Please reproduce the records below line for line, with no changes.

Part of a data file:
━━━━

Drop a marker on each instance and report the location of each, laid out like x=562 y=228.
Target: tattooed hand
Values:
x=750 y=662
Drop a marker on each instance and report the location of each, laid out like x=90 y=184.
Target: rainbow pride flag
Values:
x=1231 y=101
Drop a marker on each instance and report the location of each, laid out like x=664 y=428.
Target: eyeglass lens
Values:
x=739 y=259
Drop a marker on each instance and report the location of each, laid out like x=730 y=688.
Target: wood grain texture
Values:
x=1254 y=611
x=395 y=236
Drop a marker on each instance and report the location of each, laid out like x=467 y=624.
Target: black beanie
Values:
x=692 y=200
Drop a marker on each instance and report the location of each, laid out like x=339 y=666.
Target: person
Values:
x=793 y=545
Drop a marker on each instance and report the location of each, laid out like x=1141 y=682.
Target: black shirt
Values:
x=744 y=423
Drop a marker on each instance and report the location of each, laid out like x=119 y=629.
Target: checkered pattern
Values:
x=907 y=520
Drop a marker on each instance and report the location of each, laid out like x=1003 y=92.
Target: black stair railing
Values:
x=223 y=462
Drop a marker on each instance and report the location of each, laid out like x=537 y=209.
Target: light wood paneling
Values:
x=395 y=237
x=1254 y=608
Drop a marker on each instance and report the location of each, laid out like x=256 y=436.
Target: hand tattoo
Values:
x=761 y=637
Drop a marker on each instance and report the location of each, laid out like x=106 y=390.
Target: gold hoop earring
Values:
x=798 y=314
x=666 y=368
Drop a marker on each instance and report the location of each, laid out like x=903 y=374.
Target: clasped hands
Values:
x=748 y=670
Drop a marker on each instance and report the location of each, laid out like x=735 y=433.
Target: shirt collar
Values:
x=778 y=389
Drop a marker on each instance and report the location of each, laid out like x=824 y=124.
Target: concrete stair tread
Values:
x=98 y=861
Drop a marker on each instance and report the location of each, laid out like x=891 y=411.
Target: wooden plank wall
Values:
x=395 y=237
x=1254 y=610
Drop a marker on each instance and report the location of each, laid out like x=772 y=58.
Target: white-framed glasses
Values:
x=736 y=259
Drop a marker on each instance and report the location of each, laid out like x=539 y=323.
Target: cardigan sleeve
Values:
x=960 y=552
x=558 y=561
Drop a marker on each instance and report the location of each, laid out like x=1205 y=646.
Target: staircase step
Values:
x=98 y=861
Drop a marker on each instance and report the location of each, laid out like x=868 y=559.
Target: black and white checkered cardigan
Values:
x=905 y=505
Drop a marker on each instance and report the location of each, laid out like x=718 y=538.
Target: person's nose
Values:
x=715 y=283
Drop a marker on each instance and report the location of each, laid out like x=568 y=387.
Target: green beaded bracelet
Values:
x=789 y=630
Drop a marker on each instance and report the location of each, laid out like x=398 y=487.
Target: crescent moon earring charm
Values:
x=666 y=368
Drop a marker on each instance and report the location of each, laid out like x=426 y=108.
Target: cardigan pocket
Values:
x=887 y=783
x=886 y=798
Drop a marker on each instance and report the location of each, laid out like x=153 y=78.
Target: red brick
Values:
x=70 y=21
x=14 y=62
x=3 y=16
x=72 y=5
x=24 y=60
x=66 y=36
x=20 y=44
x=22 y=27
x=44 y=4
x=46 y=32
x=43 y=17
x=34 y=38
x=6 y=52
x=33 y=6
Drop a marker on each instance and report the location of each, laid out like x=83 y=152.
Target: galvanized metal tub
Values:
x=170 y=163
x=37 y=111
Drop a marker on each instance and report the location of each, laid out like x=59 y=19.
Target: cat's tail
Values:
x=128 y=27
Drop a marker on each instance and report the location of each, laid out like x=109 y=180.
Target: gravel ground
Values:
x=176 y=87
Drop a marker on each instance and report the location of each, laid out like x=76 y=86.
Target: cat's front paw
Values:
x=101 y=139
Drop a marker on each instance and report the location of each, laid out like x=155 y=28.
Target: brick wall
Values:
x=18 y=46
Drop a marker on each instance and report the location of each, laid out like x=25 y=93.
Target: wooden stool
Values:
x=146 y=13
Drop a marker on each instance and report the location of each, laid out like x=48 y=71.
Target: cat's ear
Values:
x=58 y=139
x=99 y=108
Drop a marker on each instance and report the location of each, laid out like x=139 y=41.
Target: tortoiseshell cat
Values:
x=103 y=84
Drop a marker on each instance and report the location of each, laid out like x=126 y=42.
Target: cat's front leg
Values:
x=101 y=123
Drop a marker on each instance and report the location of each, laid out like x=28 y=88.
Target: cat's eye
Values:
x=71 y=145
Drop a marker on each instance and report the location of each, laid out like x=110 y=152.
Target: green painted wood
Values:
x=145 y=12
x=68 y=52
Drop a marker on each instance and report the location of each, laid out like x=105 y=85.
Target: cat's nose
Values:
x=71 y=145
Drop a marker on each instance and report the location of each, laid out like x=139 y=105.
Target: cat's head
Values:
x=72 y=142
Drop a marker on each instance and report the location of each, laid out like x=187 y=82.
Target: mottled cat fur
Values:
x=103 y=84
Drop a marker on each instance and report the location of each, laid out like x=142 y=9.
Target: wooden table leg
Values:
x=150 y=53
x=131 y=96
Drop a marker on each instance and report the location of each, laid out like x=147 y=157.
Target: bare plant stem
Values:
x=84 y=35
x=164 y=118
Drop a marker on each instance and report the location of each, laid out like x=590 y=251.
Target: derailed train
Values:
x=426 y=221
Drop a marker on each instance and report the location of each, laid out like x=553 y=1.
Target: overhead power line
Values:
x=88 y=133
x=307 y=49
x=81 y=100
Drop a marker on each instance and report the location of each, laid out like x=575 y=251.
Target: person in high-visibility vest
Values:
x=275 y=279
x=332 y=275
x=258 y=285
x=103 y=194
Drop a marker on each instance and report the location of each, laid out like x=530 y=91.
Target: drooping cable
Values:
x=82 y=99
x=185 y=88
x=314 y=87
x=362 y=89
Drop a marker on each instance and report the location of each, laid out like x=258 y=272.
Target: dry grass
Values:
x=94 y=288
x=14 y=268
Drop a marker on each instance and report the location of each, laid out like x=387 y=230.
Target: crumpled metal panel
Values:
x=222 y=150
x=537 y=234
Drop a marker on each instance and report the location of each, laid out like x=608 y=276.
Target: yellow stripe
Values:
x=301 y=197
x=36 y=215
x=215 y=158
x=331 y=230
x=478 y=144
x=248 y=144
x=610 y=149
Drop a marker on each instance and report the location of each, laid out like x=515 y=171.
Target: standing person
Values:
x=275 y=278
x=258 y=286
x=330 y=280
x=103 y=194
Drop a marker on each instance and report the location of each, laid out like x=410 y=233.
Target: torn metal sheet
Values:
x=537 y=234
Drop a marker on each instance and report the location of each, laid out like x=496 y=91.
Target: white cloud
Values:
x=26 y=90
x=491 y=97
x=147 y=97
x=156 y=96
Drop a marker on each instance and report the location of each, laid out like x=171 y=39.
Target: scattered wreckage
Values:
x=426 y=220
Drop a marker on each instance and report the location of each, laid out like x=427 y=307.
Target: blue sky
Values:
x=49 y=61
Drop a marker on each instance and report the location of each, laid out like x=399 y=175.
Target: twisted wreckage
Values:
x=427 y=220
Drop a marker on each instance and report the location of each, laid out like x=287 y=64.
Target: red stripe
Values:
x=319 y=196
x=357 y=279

━━━━

*Answer to the problem*:
Drop a marker on each instance and report the location of each, laid out like x=562 y=228.
Target: tattooed hand
Values:
x=750 y=662
Drop a marker on each instance and report the location of each, laid out like x=90 y=184.
Target: rainbow pride flag
Values:
x=1231 y=101
Drop a marker on each instance and report the location of each, laid out like x=664 y=428.
Target: eyeglass lens
Values:
x=739 y=259
Drop a marker on each instance and report the location of each, laid out like x=730 y=688.
Target: wood grain texture
Values:
x=1254 y=611
x=395 y=236
Drop a marker on each instance and report the location of each, laid out like x=467 y=624.
Target: black beanie
Values:
x=692 y=200
Drop a marker on each instance and report the location of each, laid out like x=339 y=666.
Target: person
Values:
x=793 y=545
Drop a marker on each instance and report the location of each, laid out like x=1141 y=682.
Target: black shirt
Values:
x=744 y=423
Drop a marker on each instance and report the location of each, laid out like x=119 y=629.
Target: checkered pattern
Values:
x=907 y=520
Drop a marker on each instance and report the location of each, laid out like x=1003 y=92.
Target: black stair railing
Values:
x=223 y=462
Drop a marker on each instance and report the location of each, laid out like x=537 y=209.
Target: light wood paneling
Values:
x=395 y=237
x=1254 y=608
Drop a marker on each instance and report the location of each, laid out like x=256 y=436.
Target: hand tattoo
Values:
x=761 y=637
Drop a marker on each instance and report the location of each, laid out like x=106 y=390.
Target: gold hoop earring
Values:
x=798 y=314
x=666 y=368
Drop a marker on each instance and report the location of each, laid out like x=903 y=374.
Target: clasped hands
Values:
x=748 y=670
Drop a marker on each instance and report the location of each, laid out like x=735 y=433.
Target: shirt collar
Values:
x=778 y=389
Drop a marker on each instance and report the location of each, laid out like x=824 y=124.
Target: concrete stair tread
Values:
x=98 y=861
Drop a marker on each instance and report the location of each, laid out like x=891 y=411.
Target: wooden plank wall
Values:
x=395 y=237
x=1254 y=610
Drop a marker on each instance and report the location of each, laid out like x=772 y=58.
Target: white-framed glasses
Values:
x=736 y=259
Drop a marker on each instance and report the location of each, laid out like x=539 y=323.
Target: cardigan sleeve
Values:
x=960 y=552
x=558 y=561
Drop a marker on each instance and report the location of each, laid out like x=1205 y=646.
Target: staircase step
Values:
x=98 y=861
Drop a marker on each instance and report the location of each, laid out like x=868 y=559.
Target: black and white checkered cardigan
Values:
x=905 y=505
Drop a marker on each instance and report the location of each, laid out like x=718 y=538.
Target: person's nose
Values:
x=715 y=283
Drop a marker on each instance and report the location of each, laid out like x=568 y=387.
Target: green beaded bracelet
Values:
x=789 y=630
Drop a marker on each instance and report the location of each, laid out like x=398 y=487.
Target: crescent moon earring charm
Values:
x=666 y=368
Drop a marker on each instance and report the location of each, laid out like x=426 y=108.
Target: cardigan pocket
Values:
x=887 y=783
x=886 y=798
Drop a marker on each instance and report the location of each, laid out like x=153 y=78.
Target: red brick
Values:
x=70 y=21
x=14 y=62
x=3 y=16
x=72 y=5
x=24 y=60
x=66 y=36
x=20 y=44
x=22 y=27
x=44 y=4
x=46 y=32
x=43 y=17
x=34 y=38
x=6 y=52
x=33 y=6
Drop a marker on each instance and report the location of each, laid out like x=83 y=152.
Target: galvanized metal tub
Values:
x=170 y=163
x=37 y=111
Drop a marker on each instance and report the location of each, laid out like x=59 y=19.
Target: cat's tail
Values:
x=128 y=27
Drop a marker on each instance and report the location of each, laid out like x=109 y=180.
Target: gravel ground
Values:
x=176 y=87
Drop a marker on each instance and report the location of each, laid out like x=76 y=86.
Target: cat's front paw
Values:
x=101 y=139
Drop a marker on each instance and report the location of each, laid out like x=155 y=28.
Target: brick wall
Values:
x=18 y=46
Drop a marker on each instance and report the location of each, laid out like x=25 y=93.
Target: wooden stool
Values:
x=146 y=13
Drop a marker on each instance and report the location of each, laid out like x=48 y=71.
Target: cat's ear
Values:
x=58 y=139
x=99 y=108
Drop a marker on each instance and report the location of each, laid out like x=139 y=41.
Target: tortoiseshell cat
Values:
x=103 y=84
Drop a marker on each instance and report the location of each, laid out like x=126 y=42.
Target: cat's front leg
Values:
x=101 y=123
Drop a marker on each instance and report the location of each, laid out like x=28 y=88.
Target: cat's eye
Values:
x=71 y=145
Drop a marker on each instance and report the location of each, laid out like x=110 y=152.
Target: green painted wood
Values:
x=145 y=12
x=68 y=52
Drop a marker on each instance and report the location of each, laid out like x=105 y=85.
Target: cat's nose
Values:
x=71 y=145
Drop a marker on each instance and report the location of each, laid out like x=139 y=105.
Target: cat's head
Values:
x=72 y=142
Drop a marker on each instance and report the location of each, laid out like x=187 y=82.
Target: mottled cat fur
Values:
x=103 y=84
Drop a marker on each instance and report the location of each, laid out like x=142 y=9.
Target: wooden table leg
Values:
x=150 y=53
x=131 y=96
Drop a marker on each instance and report the location of each, laid out like x=147 y=157.
Target: bare plant stem
Values:
x=84 y=35
x=164 y=118
Drop a marker on each instance and report the location of each, laid out like x=590 y=251.
Target: derailed train
Values:
x=426 y=221
Drop a marker on each instance and report the location of each, laid out like x=553 y=1.
Target: overhead power line
Values:
x=88 y=133
x=307 y=49
x=81 y=100
Drop a marker on each instance and report the location of each, laid out like x=575 y=251.
Target: person in high-visibility vest
Values:
x=275 y=279
x=332 y=275
x=258 y=285
x=103 y=194
Drop a marker on each instance and report the location of each, laid out like x=530 y=91.
Target: drooping cable
Values:
x=82 y=99
x=185 y=88
x=314 y=87
x=362 y=89
Drop a marker on each instance and report the location of each, laid out like x=258 y=272.
Target: dry grass
Values:
x=94 y=288
x=14 y=268
Drop a marker on each instance and report the location of each, laid out like x=387 y=230.
Target: crumpled metal panel
Values:
x=222 y=150
x=537 y=234
Drop a marker on each instance and report the location of each, laid out like x=608 y=276.
Target: yellow stripe
Values:
x=301 y=197
x=36 y=215
x=215 y=158
x=331 y=230
x=478 y=144
x=248 y=144
x=610 y=149
Drop a marker on each instance and report the location of each, laid out like x=515 y=171.
Target: standing person
Values:
x=275 y=278
x=258 y=286
x=330 y=280
x=103 y=194
Drop a marker on each instance and report the location of each, laid out like x=410 y=233.
Target: torn metal sheet
Values:
x=537 y=234
Drop a marker on each instance and report the location of each, laid out like x=496 y=91.
Target: white cloud
Values:
x=26 y=90
x=491 y=97
x=147 y=97
x=156 y=96
Drop a marker on each instance and report the location of each, laid out like x=171 y=39.
Target: scattered wreckage
Values:
x=426 y=220
Drop a marker on each instance and report the location of each, laid out like x=427 y=307.
Target: blue sky
Values:
x=49 y=61
Drop a marker on each instance and report the location of each, laid out like x=399 y=175.
Target: twisted wreckage
Values:
x=427 y=220
Drop a marker on each instance and report the location of each, laid out like x=287 y=64.
Target: red stripe
Values:
x=319 y=196
x=357 y=279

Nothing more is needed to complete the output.